Beat The Market - Attempt 2.0
Laying the ground work to deploy this portfolio for its redemption year!
3 DGR Portfolio - Second Year
This coming up Thursday, May 1st, I will re-allocate the current 3 DGR portfolio with new selections. I’ll share the selections with you in a brief post Wednesday evening, just to document them before the new year begins. Yesterday, I did a preliminary run to lay some groundwork for Wednesday. Here’s what I did, along with some high level metrics.
The Screening Process
I used Finchat.io’s free stock screener to pull the initial universe of stocks this portfolio will select from. Here are the exact metrics and thresholds I used.
Exchanges
New York Stock Exchange (NYSE)
Nasdaq Global Select (NasdaqGS)
Criteria
Revenue 5Y CAGR: At least 5%
Diluted EPS 5Y CAGR: At least 5%
Total Return Since Inception CAGR: At least 8%
Dividend Per Share 5Y CAGR: At least 5%
Gross Margin 5Y Average: At least 20%
Return on Invested Capital: At least 15%
Dividend Per Share 1Y CAGR: At least 1%
Dividend Per Share 3Y CAGR: At least 1%
The screener produced 77 stocks. Here are the average metrics for all.

* * * * * * *

(Problem A) According to the portfolio post, how many stocks did the screener produce?
(Problem B) Duplicate the portfolio post from "3 DGR Portfolio - Second" up to and including "Global Select (NasdaqGS)".
(Problem C) Summarize the portfolio post in two sentences.

[Records from a data collection]
* * * * * * *

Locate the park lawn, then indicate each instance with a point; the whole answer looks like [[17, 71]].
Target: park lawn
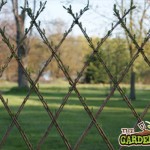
[[73, 119]]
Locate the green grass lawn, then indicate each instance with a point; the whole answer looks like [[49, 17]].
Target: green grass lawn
[[73, 119]]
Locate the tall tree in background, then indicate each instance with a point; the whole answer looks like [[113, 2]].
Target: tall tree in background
[[139, 32], [22, 49]]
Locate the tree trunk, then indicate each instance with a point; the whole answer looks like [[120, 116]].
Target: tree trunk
[[22, 53], [22, 47], [132, 86]]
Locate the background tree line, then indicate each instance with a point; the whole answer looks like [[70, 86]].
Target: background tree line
[[117, 51], [74, 52]]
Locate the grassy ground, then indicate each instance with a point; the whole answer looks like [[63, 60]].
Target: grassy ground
[[73, 119]]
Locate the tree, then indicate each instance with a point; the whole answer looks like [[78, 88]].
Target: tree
[[23, 47], [139, 32], [113, 52]]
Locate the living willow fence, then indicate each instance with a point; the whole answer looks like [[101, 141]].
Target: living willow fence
[[54, 55]]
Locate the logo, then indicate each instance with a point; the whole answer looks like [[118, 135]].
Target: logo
[[129, 137]]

* * * * * * *

(Result A) The screener produced 77 stocks.

(Result B)
3 DGR Portfolio - Second Year
This coming up Thursday, May 1st, I will re-allocate the current 3 DGR portfolio with new selections. I’ll share the selections with you in a brief post Wednesday evening, just to document them before the new year begins. Yesterday, I did a preliminary run to lay some groundwork for Wednesday. Here’s what I did, along with some high level metrics.
The Screening Process
I used Finchat.io’s free stock screener to pull the initial universe of stocks this portfolio will select from. Here are the exact metrics and thresholds I used.
Exchanges
New York Stock Exchange (NYSE)
Nasdaq Global Select (NasdaqGS)

(Result C) On Thursday, May 1st, the 3 DGR portfolio will be re-allocated with new selections, and a preliminary run was done to lay groundwork for that. Finchat.io's free stock screener was used on NYSE and Nasdaq Global Select stocks with thresholds such as at least 5% five-year revenue growth and at least 15% return on invested capital, and it produced 77 stocks.